◆ What you need to do ◆
a) Answer these questions from the sample data guide:
(i) In which HDFS path is the sample data uploaded?
(ii) What port number appears in the HUE address?
(iii) Under which tab can the Hadoop cluster name be found?
b) Could you reproduce word for word the stretch of the sample data guide from "Available in Classic" through "of provided data."?

◆ Provided passage ◆
============================================================
Searching sample data
    • PDF

    Searching sample data

    • PDF

    Article Summary

    Available in Classic and VPC

    When creating a databox, search and shopping-related sample data is provided. Since external communications are blocked after data supply is requested, you can use the sample data to set the analysis environment beforehand. The following describes how to view sample data in Cloud Hadoop and the Ncloud TensorFlow Server. For a detailed description of the data, refer to Detailed description of provided data.

    View sample data in Cloud Hadoop

    1. Check sample data location

    Sample data is uploaded to the following path in Hadoop HDFS.
    /user/ncp/sample

    2. Check files in HDFS

    You can check the sample files uploaded to HDFS by accessing HUE through a web browser from Connect Server.

    • HUE: https://edge node IP:8081
      databox-sample-00

    3. View data by creating Hive external table

    After connecting to HUE, you can use the sample data file to create a Hive external table in Hive Query Editor.

    • In the script below, replace hdfs://nv0xxx-hadoop with the name of your Hadoop cluster, and then run the script. The Hadoop cluster name can be found under the [Infrastructure] tab that appears when you click the [Details] button of the databox.
============================================================
[Stored items from a collection]
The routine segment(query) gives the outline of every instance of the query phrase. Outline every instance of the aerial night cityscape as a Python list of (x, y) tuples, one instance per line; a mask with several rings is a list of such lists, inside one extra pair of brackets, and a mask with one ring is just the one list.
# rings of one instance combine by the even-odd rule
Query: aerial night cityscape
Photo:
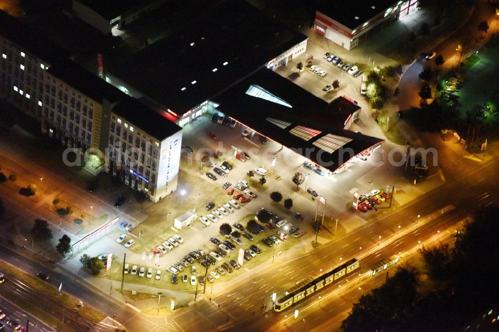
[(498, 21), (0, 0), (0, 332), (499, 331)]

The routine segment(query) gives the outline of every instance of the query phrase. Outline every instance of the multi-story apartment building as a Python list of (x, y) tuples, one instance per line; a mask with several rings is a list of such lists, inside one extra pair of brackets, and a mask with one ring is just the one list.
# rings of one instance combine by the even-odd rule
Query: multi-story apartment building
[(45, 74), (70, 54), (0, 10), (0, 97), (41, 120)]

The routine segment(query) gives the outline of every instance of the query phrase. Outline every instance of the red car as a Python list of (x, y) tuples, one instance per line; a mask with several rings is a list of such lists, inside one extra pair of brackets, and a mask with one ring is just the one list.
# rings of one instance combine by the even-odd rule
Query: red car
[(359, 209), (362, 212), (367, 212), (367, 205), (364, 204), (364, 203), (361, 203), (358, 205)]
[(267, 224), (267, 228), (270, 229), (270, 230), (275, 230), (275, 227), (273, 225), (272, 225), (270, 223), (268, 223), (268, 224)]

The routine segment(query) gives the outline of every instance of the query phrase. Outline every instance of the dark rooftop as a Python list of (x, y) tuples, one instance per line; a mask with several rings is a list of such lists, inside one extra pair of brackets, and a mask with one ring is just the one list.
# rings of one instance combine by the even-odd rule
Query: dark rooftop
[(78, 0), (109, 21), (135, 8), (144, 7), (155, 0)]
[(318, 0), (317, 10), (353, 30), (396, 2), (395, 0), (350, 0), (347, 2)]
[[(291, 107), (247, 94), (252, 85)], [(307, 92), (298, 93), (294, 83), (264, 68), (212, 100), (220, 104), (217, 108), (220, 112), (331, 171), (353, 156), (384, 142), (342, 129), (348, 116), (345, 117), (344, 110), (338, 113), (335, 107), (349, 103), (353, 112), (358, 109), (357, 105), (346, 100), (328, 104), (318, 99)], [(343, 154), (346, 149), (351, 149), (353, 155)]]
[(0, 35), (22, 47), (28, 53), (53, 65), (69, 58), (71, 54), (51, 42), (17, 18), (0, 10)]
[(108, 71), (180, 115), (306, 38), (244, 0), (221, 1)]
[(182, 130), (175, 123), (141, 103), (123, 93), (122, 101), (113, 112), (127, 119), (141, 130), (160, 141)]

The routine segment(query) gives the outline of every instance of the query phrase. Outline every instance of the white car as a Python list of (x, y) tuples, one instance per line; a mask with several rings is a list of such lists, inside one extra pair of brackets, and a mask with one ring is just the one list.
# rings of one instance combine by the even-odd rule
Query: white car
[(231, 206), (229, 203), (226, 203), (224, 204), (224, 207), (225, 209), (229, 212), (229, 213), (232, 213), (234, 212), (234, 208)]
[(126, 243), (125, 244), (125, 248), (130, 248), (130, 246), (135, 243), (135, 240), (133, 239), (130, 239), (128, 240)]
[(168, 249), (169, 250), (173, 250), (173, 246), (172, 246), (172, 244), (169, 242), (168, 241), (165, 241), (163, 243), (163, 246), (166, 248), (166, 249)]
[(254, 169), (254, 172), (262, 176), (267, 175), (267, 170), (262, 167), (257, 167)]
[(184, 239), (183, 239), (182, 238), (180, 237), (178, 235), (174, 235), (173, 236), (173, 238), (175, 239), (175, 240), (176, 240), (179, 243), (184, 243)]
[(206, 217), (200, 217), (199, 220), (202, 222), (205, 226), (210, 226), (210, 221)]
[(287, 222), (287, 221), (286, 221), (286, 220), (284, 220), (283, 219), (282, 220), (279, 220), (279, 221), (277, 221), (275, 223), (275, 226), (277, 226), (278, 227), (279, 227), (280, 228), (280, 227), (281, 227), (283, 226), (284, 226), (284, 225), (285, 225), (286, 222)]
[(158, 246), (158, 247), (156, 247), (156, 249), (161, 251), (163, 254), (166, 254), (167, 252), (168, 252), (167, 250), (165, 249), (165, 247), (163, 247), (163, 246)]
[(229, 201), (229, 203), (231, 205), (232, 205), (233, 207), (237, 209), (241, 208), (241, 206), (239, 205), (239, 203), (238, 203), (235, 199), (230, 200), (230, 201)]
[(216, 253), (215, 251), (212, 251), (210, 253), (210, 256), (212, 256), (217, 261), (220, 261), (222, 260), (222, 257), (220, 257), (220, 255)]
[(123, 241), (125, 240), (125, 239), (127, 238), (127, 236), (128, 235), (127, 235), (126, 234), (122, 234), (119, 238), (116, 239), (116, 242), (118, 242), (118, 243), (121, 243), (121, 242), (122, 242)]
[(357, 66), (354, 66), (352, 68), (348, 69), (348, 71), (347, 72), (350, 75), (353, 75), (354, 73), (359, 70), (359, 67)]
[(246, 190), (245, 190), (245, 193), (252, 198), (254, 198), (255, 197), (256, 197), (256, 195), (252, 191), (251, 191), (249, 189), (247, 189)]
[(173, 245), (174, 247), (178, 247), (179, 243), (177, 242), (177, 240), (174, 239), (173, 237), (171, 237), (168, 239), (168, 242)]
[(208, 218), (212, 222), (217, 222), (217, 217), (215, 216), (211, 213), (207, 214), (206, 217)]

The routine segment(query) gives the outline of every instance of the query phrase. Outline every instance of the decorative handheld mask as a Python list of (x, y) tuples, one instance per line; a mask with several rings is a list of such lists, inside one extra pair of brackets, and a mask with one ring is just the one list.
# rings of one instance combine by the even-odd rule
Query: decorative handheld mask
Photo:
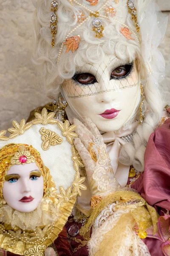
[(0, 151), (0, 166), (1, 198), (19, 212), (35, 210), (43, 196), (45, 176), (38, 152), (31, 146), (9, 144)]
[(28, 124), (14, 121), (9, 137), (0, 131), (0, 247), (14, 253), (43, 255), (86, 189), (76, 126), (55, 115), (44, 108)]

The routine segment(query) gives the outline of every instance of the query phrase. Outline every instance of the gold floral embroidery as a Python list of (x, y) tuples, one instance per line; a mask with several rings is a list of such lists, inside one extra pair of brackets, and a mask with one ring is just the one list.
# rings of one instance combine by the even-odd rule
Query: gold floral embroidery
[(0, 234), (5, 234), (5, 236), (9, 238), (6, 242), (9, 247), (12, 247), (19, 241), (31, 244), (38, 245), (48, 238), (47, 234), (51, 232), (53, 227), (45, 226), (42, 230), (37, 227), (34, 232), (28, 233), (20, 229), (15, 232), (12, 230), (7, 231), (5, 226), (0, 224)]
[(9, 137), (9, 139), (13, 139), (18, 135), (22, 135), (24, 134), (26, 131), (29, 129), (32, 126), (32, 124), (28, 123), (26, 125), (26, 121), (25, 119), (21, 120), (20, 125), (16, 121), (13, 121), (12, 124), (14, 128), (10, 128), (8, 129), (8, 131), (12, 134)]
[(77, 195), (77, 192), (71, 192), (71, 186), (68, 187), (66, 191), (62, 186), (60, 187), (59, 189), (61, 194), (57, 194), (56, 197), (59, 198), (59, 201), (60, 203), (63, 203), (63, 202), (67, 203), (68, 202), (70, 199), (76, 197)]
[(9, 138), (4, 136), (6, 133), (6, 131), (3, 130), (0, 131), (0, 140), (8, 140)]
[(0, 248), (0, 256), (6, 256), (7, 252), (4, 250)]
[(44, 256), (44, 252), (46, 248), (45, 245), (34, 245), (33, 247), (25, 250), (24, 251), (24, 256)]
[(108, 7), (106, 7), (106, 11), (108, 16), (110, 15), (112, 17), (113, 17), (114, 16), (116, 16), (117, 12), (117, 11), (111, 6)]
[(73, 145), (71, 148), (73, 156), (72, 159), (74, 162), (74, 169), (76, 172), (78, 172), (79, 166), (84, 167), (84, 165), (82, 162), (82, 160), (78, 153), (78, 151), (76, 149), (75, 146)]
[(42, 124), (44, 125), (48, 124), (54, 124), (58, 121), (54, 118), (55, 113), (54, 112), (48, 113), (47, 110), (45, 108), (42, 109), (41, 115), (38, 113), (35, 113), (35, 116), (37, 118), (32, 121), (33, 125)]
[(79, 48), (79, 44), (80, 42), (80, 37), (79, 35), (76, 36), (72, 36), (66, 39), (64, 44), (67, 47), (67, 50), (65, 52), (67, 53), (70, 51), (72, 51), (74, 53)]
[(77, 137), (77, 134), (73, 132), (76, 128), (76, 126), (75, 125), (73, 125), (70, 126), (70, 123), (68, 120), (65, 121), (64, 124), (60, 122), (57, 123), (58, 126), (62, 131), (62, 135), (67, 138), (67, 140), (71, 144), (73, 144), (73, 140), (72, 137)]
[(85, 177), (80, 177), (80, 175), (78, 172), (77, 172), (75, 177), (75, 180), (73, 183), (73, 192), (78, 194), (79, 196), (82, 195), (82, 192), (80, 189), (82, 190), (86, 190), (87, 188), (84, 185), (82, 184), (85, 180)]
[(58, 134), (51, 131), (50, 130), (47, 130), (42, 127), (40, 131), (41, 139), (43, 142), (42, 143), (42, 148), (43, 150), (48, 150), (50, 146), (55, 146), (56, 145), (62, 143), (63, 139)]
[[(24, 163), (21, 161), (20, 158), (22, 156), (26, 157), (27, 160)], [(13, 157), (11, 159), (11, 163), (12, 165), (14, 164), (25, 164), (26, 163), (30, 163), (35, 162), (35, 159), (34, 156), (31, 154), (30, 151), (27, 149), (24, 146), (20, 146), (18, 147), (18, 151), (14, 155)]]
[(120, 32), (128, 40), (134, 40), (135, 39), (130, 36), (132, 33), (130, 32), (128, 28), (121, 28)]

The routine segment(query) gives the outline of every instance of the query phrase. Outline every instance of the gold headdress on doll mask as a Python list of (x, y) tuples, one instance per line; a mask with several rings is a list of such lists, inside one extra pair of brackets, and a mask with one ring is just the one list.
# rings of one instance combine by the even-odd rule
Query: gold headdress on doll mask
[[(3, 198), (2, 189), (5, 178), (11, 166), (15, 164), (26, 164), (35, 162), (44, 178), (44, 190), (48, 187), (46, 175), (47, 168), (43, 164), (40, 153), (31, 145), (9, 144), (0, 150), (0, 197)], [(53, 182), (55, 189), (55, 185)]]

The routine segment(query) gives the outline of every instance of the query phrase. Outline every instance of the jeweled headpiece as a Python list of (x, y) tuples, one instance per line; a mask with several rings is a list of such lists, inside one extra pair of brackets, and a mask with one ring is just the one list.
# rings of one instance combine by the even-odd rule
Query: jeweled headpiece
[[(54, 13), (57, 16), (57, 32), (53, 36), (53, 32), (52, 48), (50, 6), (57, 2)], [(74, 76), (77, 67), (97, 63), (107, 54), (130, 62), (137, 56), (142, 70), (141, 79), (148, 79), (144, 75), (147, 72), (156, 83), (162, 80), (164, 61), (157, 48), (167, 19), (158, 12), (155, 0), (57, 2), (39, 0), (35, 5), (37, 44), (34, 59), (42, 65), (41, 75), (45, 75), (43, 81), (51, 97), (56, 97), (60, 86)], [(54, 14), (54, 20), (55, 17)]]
============================================================
◆ Answers to the exercises ◆
a)
(i) /user/ncp/sample
(ii) 8081
(iii) The [Infrastructure] tab, which appears when you click the [Details] button of the databox

b)
Available in Classic and VPC

    When creating a databox, search and shopping-related sample data is provided. Since external communications are blocked after data supply is requested, you can use the sample data to set the analysis environment beforehand. The following describes how to view sample data in Cloud Hadoop and the Ncloud TensorFlow Server. For a detailed description of the data, refer to Detailed description of provided data.